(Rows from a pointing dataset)

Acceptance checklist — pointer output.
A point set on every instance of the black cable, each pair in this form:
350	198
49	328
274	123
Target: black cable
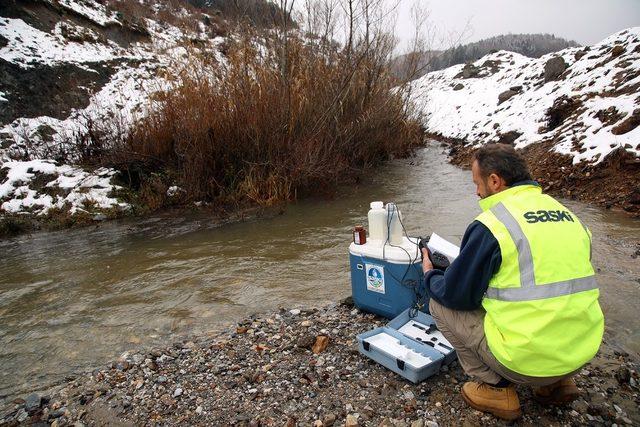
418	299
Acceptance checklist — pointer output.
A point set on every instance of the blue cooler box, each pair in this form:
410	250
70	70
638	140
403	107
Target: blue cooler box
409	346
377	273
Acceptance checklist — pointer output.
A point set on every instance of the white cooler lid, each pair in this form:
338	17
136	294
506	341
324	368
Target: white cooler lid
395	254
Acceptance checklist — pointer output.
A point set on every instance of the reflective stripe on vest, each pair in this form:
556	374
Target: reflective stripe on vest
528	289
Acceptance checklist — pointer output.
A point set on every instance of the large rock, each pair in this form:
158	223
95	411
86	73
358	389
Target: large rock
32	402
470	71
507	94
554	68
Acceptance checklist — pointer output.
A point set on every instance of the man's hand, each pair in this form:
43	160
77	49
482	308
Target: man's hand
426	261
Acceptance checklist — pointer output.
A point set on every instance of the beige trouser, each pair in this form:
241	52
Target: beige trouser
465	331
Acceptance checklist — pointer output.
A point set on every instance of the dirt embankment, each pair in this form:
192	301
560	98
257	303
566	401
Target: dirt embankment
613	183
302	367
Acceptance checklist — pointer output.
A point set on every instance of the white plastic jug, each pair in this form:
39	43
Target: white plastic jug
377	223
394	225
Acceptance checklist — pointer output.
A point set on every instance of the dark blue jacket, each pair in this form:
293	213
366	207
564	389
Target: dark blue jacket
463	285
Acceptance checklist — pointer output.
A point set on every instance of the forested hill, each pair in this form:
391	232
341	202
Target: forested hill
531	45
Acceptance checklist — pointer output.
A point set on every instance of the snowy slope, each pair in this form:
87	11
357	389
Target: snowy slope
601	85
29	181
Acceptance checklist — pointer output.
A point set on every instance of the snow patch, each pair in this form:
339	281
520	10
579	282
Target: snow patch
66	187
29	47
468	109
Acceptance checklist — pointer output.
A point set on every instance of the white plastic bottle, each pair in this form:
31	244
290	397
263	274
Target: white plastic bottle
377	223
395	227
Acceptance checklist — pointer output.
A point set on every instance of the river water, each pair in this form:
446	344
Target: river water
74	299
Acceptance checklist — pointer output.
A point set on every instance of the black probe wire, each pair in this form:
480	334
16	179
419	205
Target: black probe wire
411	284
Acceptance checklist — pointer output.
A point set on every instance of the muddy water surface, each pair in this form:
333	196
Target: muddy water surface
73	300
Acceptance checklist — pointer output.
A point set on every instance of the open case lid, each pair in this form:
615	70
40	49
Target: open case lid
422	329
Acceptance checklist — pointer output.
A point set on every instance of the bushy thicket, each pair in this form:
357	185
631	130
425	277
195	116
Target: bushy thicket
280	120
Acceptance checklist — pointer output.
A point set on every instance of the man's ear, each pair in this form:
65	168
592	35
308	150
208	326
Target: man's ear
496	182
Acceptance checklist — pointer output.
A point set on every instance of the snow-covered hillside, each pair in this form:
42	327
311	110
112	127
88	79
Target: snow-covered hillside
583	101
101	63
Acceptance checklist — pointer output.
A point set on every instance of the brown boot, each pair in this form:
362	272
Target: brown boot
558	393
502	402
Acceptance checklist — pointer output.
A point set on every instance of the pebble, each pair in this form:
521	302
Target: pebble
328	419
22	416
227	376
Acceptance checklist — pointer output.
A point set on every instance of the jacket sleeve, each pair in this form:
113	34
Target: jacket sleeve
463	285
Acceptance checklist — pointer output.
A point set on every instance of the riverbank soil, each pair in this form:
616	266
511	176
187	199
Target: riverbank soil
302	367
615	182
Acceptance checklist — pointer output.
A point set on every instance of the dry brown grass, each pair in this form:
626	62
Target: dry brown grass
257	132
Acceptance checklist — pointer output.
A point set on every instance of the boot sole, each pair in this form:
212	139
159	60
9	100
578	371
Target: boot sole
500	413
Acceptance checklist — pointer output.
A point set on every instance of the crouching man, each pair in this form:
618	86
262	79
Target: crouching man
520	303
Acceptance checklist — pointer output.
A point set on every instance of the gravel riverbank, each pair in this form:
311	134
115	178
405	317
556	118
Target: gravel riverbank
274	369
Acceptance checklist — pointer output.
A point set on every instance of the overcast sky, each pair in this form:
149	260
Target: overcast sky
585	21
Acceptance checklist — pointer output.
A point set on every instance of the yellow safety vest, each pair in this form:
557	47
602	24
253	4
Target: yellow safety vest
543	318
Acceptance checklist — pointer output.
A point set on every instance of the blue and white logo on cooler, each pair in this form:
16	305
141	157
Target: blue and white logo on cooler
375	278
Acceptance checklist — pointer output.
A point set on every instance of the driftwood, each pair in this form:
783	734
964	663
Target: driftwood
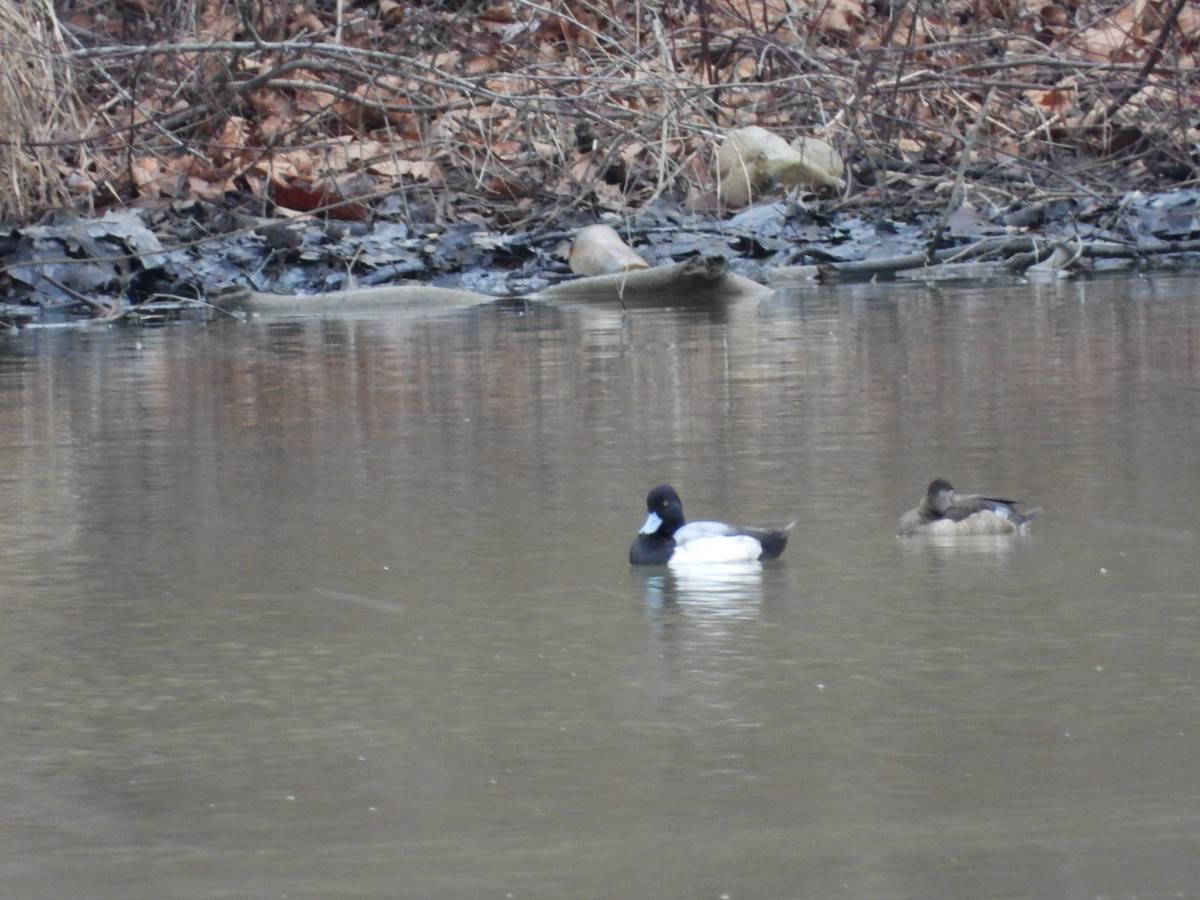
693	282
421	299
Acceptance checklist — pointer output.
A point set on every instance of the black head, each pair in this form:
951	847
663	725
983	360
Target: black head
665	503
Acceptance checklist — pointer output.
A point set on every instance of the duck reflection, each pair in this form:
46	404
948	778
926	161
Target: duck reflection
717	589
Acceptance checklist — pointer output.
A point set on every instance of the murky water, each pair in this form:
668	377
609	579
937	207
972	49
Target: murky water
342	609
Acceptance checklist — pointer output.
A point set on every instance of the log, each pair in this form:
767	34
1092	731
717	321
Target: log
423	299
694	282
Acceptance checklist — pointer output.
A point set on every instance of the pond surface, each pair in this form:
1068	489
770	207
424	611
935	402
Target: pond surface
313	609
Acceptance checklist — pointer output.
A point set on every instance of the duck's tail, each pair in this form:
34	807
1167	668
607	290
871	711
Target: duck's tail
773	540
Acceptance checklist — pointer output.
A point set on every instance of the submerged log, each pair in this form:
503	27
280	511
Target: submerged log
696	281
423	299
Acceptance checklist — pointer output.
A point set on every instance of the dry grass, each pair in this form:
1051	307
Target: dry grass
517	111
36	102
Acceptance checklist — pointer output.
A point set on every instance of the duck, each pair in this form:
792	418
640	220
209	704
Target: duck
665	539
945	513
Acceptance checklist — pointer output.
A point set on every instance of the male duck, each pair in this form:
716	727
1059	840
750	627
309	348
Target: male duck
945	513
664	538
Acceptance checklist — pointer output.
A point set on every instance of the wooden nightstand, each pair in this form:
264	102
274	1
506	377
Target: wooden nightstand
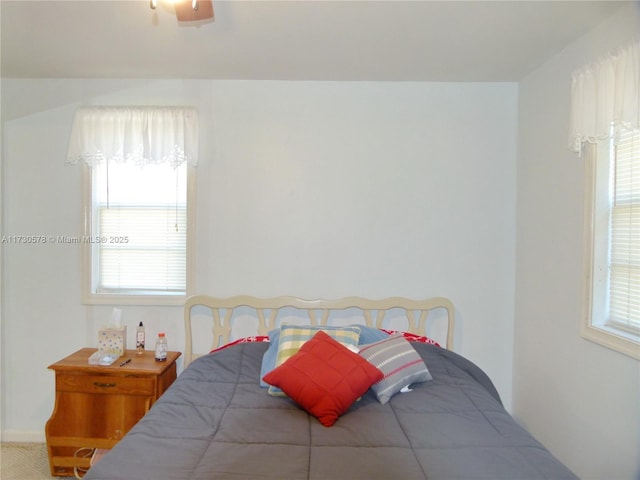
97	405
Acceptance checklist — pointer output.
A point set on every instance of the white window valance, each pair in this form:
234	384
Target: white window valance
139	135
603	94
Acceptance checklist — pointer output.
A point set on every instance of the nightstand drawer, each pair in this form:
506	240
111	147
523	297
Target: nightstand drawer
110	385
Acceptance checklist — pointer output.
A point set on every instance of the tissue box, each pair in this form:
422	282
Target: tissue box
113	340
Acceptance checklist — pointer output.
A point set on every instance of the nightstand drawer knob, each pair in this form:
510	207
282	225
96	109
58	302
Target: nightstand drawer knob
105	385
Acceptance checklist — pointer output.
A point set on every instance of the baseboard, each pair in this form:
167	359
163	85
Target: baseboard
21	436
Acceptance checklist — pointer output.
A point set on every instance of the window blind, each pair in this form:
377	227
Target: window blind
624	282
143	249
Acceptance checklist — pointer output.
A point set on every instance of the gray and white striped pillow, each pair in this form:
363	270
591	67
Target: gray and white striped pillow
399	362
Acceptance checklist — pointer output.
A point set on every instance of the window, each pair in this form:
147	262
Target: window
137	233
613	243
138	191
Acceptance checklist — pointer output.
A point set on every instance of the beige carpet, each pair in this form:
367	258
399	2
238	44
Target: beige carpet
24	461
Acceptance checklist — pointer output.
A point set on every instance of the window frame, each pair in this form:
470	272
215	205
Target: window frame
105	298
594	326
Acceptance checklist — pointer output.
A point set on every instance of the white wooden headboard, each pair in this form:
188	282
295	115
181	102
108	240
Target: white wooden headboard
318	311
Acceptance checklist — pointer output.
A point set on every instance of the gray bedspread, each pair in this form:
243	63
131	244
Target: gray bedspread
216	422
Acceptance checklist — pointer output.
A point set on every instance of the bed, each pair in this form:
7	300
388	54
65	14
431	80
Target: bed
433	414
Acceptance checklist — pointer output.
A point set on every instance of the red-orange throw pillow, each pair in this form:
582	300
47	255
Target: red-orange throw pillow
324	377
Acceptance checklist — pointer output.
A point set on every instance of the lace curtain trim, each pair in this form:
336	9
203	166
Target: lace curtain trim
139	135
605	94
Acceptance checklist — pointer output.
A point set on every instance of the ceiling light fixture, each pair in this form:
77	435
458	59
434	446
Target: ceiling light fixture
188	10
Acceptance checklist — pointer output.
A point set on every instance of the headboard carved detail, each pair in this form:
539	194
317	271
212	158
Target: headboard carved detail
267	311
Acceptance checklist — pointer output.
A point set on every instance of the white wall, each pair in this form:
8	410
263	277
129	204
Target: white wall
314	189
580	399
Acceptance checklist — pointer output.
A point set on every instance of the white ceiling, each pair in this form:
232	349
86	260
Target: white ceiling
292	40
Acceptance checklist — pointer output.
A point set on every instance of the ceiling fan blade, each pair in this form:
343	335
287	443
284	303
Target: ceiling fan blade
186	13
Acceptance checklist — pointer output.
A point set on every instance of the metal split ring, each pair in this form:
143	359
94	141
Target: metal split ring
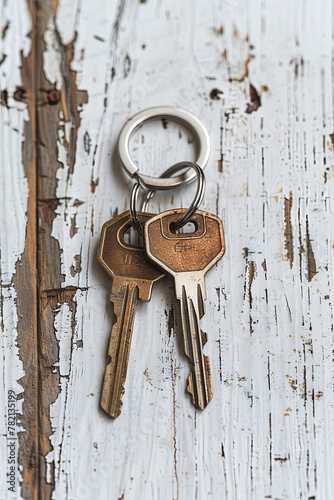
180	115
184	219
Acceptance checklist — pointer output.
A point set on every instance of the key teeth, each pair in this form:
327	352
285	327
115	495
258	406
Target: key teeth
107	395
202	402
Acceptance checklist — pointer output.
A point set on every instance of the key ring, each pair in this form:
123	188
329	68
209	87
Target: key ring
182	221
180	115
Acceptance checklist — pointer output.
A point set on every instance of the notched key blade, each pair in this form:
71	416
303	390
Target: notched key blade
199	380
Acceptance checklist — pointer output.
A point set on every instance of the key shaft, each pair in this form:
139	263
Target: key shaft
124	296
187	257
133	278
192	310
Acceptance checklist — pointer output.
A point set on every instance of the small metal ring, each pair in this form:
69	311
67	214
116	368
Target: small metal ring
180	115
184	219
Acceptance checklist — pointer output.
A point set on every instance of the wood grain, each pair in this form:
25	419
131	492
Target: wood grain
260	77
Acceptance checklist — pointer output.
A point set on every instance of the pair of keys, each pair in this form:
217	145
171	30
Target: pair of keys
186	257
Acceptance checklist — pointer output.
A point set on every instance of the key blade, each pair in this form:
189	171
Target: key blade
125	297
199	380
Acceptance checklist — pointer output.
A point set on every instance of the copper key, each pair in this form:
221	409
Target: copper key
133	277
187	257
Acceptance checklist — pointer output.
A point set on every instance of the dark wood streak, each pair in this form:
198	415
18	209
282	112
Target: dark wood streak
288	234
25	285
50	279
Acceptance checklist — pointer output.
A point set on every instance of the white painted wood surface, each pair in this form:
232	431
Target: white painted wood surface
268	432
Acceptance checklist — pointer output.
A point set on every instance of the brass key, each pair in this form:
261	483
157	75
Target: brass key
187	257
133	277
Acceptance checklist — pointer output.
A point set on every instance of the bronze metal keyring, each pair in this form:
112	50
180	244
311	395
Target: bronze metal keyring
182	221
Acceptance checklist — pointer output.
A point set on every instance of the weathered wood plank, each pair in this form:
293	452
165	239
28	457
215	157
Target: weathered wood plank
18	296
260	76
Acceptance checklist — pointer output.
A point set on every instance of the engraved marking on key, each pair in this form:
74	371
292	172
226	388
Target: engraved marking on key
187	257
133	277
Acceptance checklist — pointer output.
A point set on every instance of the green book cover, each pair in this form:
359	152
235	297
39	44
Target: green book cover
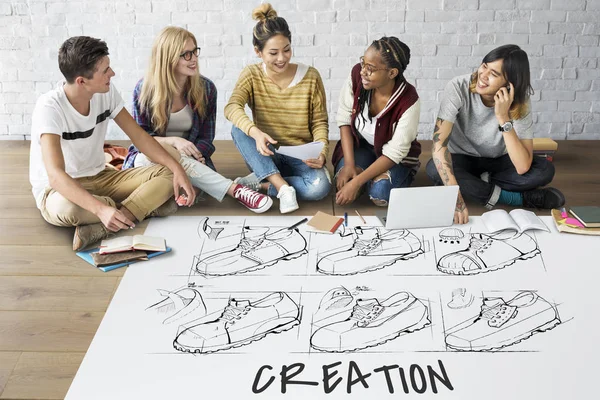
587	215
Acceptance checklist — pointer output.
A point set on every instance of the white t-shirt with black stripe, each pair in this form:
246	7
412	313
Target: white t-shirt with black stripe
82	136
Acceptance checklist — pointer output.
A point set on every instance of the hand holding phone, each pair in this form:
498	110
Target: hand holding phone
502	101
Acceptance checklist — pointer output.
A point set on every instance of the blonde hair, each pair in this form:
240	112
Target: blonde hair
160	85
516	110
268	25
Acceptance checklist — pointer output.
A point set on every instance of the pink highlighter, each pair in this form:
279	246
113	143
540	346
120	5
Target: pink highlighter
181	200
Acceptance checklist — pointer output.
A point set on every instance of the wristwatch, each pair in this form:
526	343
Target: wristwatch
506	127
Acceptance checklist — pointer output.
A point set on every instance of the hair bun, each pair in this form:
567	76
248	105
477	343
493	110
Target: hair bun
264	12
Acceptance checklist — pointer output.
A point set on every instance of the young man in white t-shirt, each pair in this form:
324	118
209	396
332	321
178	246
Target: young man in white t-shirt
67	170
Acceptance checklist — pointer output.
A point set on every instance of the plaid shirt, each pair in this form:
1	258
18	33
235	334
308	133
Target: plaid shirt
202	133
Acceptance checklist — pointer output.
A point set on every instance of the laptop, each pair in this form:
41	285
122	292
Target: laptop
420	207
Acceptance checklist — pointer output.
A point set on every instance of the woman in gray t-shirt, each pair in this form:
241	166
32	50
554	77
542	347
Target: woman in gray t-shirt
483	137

## Short task
From the rows above, pull out each line that includes the word "thicket" and list them.

## Task result
A point set on every instance of the bushy thicket, each pair in this form:
Target: bushy thicket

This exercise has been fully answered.